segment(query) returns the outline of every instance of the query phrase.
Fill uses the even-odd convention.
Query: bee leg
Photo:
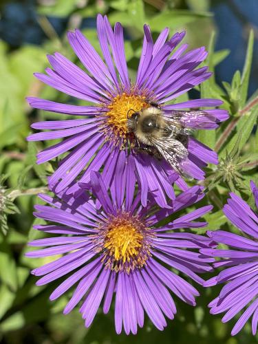
[[[144,153],[144,154],[149,154],[149,155],[153,155],[153,152],[151,147],[134,147],[133,151],[136,153]]]
[[[144,154],[148,154],[149,155],[153,156],[158,160],[161,160],[162,159],[162,155],[157,151],[157,149],[155,149],[154,147],[134,147],[133,151],[136,153],[143,153]]]

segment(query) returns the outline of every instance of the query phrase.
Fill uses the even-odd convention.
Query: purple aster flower
[[[252,182],[250,186],[258,206],[258,189]],[[208,232],[216,243],[232,248],[200,250],[205,255],[224,258],[214,264],[215,267],[230,266],[205,283],[209,286],[226,283],[219,295],[208,305],[213,314],[226,312],[222,318],[224,323],[245,309],[231,334],[238,333],[252,316],[252,329],[255,335],[258,322],[258,216],[239,196],[233,193],[230,195],[224,213],[242,231],[244,236],[224,230]]]
[[[50,300],[76,285],[64,313],[71,312],[82,300],[80,312],[86,327],[92,324],[100,303],[106,314],[114,298],[116,330],[120,334],[123,327],[128,334],[136,334],[138,325],[143,326],[144,312],[155,326],[163,330],[166,325],[164,316],[173,319],[176,312],[169,291],[195,305],[197,290],[170,268],[202,284],[204,281],[197,274],[211,270],[209,263],[214,259],[198,251],[209,247],[209,238],[181,230],[206,226],[206,222],[193,220],[209,211],[211,206],[174,216],[167,224],[158,225],[166,217],[202,199],[202,188],[189,189],[170,201],[169,208],[157,210],[153,199],[144,208],[131,178],[132,164],[127,166],[128,179],[118,177],[110,192],[99,173],[92,171],[94,197],[84,193],[74,199],[65,192],[59,199],[41,195],[50,206],[36,206],[35,216],[50,223],[34,227],[56,235],[30,243],[49,247],[27,256],[63,255],[32,271],[41,277],[36,284],[65,276]],[[97,202],[100,206],[96,206]]]
[[[167,28],[153,43],[150,29],[145,25],[142,56],[136,80],[132,82],[126,63],[121,24],[117,23],[113,30],[107,18],[98,15],[97,32],[105,62],[76,30],[68,33],[68,40],[86,71],[56,53],[48,56],[52,69],[46,69],[47,75],[35,74],[45,84],[92,105],[76,106],[28,98],[30,105],[36,109],[80,116],[81,118],[34,123],[32,128],[48,131],[31,135],[28,140],[64,139],[37,155],[40,164],[68,153],[49,178],[50,188],[56,193],[71,185],[76,178],[78,182],[88,182],[92,170],[103,169],[104,182],[111,186],[114,182],[114,173],[124,173],[125,164],[131,155],[131,163],[140,184],[142,204],[147,205],[147,193],[151,191],[157,203],[166,206],[166,196],[175,198],[171,184],[175,180],[182,190],[187,186],[164,159],[159,160],[133,150],[135,138],[127,128],[127,118],[132,114],[129,110],[137,111],[153,103],[166,114],[220,105],[222,102],[216,99],[167,103],[210,77],[211,73],[207,67],[196,69],[207,52],[203,47],[186,53],[186,44],[178,48],[185,33],[176,33],[166,40]],[[186,111],[185,116],[182,114],[182,120],[191,129],[213,129],[228,118],[226,110],[206,111],[208,116],[193,118]],[[217,163],[216,153],[191,137],[187,149],[188,156],[181,169],[193,178],[204,179],[202,169],[208,162]],[[125,156],[121,156],[122,151],[126,151]],[[74,193],[78,189],[76,183],[68,189],[67,193]]]

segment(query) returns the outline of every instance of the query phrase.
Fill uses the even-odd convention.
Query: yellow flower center
[[[127,219],[115,219],[107,228],[104,247],[116,261],[129,262],[139,253],[143,235]]]
[[[116,136],[126,138],[128,133],[127,119],[134,111],[148,107],[149,105],[146,101],[146,96],[134,94],[122,94],[116,96],[112,103],[108,105],[109,111],[105,114],[107,116],[107,123],[112,127]]]
[[[121,213],[100,225],[100,230],[97,252],[103,254],[103,262],[111,270],[129,274],[142,268],[151,255],[149,240],[153,234],[136,215]]]

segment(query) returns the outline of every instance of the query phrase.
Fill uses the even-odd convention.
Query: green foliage
[[[26,44],[11,50],[6,43],[0,41],[0,175],[5,175],[0,178],[0,341],[3,339],[3,343],[19,344],[124,344],[132,341],[150,344],[257,343],[248,326],[236,338],[230,338],[231,324],[222,324],[219,317],[208,314],[206,305],[217,294],[217,288],[200,288],[202,296],[195,309],[175,300],[178,314],[163,332],[147,321],[136,336],[118,336],[114,329],[112,312],[104,316],[101,310],[91,328],[85,329],[78,309],[67,316],[62,314],[71,293],[68,292],[60,300],[50,303],[48,298],[55,283],[41,287],[34,285],[36,278],[30,275],[30,270],[49,262],[48,258],[29,259],[24,256],[28,241],[43,235],[32,228],[34,224],[43,223],[33,217],[33,206],[41,203],[36,195],[47,191],[47,178],[56,168],[56,162],[36,163],[37,151],[50,143],[28,144],[25,137],[32,122],[64,119],[62,114],[32,110],[25,97],[29,95],[65,103],[67,100],[65,95],[43,86],[34,78],[33,72],[43,71],[47,65],[45,55],[55,51],[78,63],[65,34],[58,37],[46,15],[68,17],[67,30],[74,28],[83,19],[95,17],[98,12],[107,14],[113,24],[121,22],[130,36],[125,42],[125,51],[132,78],[141,53],[142,25],[145,23],[150,25],[155,36],[166,26],[172,32],[186,29],[185,41],[190,46],[206,46],[209,55],[204,64],[215,74],[198,89],[203,98],[224,100],[222,107],[230,111],[230,118],[215,131],[197,133],[199,140],[219,153],[218,166],[208,166],[207,178],[203,182],[207,194],[198,206],[209,203],[214,208],[204,216],[204,220],[208,222],[207,227],[196,230],[200,234],[204,234],[207,229],[235,230],[222,211],[230,190],[254,206],[249,182],[250,180],[258,182],[258,131],[255,131],[258,91],[247,98],[253,32],[250,33],[243,71],[237,71],[231,83],[223,83],[220,87],[215,81],[215,67],[228,56],[229,51],[215,51],[216,33],[208,0],[57,0],[37,3],[39,21],[47,36],[44,43],[41,46]],[[83,31],[100,52],[95,30]],[[180,97],[180,101],[187,99],[187,94]]]

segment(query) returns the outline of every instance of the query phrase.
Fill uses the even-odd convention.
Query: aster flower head
[[[103,59],[76,30],[68,33],[68,40],[86,70],[56,53],[48,56],[52,69],[46,69],[47,75],[35,74],[45,84],[74,98],[91,102],[92,105],[76,106],[28,98],[29,103],[34,108],[79,116],[81,118],[34,123],[32,128],[48,131],[32,134],[28,140],[63,139],[37,156],[38,163],[42,163],[67,154],[49,178],[50,186],[55,192],[64,190],[76,179],[78,182],[88,182],[90,171],[102,169],[105,183],[111,186],[115,182],[114,174],[125,173],[125,164],[131,155],[131,163],[140,185],[142,204],[147,205],[147,195],[151,191],[157,203],[166,206],[167,197],[175,197],[171,184],[177,180],[181,189],[185,189],[186,185],[165,160],[159,160],[149,154],[135,151],[135,138],[129,133],[127,125],[128,117],[132,114],[129,110],[137,111],[152,103],[164,113],[220,105],[222,102],[215,99],[166,104],[211,76],[206,67],[196,69],[207,53],[204,47],[185,53],[186,44],[175,52],[184,32],[176,33],[166,40],[168,29],[162,31],[153,43],[150,28],[145,25],[142,56],[133,82],[128,74],[121,24],[117,23],[113,30],[107,18],[98,15],[97,32]],[[191,118],[187,114],[182,118],[192,129],[211,129],[228,118],[225,110],[213,109],[206,111],[210,116],[208,120],[203,116]],[[217,154],[192,138],[189,140],[187,149],[187,159],[181,169],[193,178],[203,179],[202,169],[208,162],[217,164]],[[122,151],[126,152],[125,155]],[[78,190],[77,182],[67,192],[74,193]]]
[[[250,186],[258,207],[258,189],[252,182]],[[214,264],[215,267],[226,267],[217,277],[205,283],[206,286],[226,283],[208,305],[211,314],[226,312],[222,318],[224,323],[244,311],[231,332],[232,335],[237,334],[252,316],[252,330],[255,335],[258,322],[258,216],[239,196],[233,193],[230,195],[224,213],[242,235],[224,230],[208,232],[215,242],[230,247],[228,250],[200,250],[205,255],[222,258]]]
[[[198,252],[209,247],[210,239],[177,230],[206,226],[206,222],[193,220],[211,206],[175,217],[161,226],[161,219],[201,200],[202,189],[189,189],[171,201],[169,208],[157,210],[153,200],[142,207],[140,192],[135,191],[130,178],[125,182],[118,178],[116,187],[107,191],[98,173],[92,171],[91,176],[93,197],[84,193],[74,199],[63,192],[58,200],[41,195],[50,206],[36,206],[34,215],[50,222],[35,228],[56,236],[30,243],[47,248],[29,252],[27,256],[63,255],[32,271],[41,277],[36,284],[65,277],[50,295],[51,300],[76,285],[64,313],[82,300],[80,312],[86,327],[92,324],[100,303],[106,314],[115,299],[118,334],[122,327],[127,334],[136,334],[138,326],[144,325],[144,312],[156,327],[163,330],[164,316],[173,319],[176,312],[169,291],[192,305],[199,295],[170,268],[200,284],[204,281],[198,274],[212,270],[209,263],[214,259]],[[100,206],[96,207],[97,202]]]

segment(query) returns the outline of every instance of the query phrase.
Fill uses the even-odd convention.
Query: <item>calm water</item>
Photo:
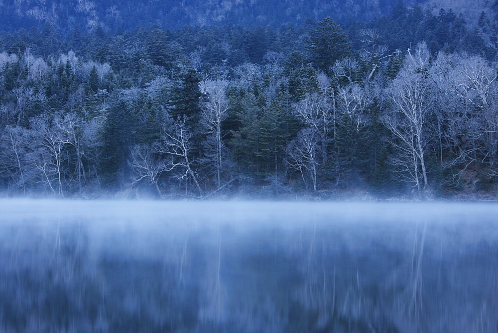
[[[498,205],[0,200],[0,331],[498,332]]]

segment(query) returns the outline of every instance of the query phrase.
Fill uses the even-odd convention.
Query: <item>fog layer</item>
[[[3,332],[496,332],[498,206],[0,200]]]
_____
**TASK GOAL:**
Reproduce verbatim the stretch of the records from the line containing "[[[498,205],[0,200],[0,331],[498,332]]]" through the end of the records, both ends included.

**RESPONSE BELOW:**
[[[498,205],[0,200],[0,331],[498,332]]]

segment(query) returns the outline of every instance of the query phrase.
Fill uses the even-odd convention.
Query: <item>fog layer</item>
[[[3,332],[496,332],[498,206],[0,200]]]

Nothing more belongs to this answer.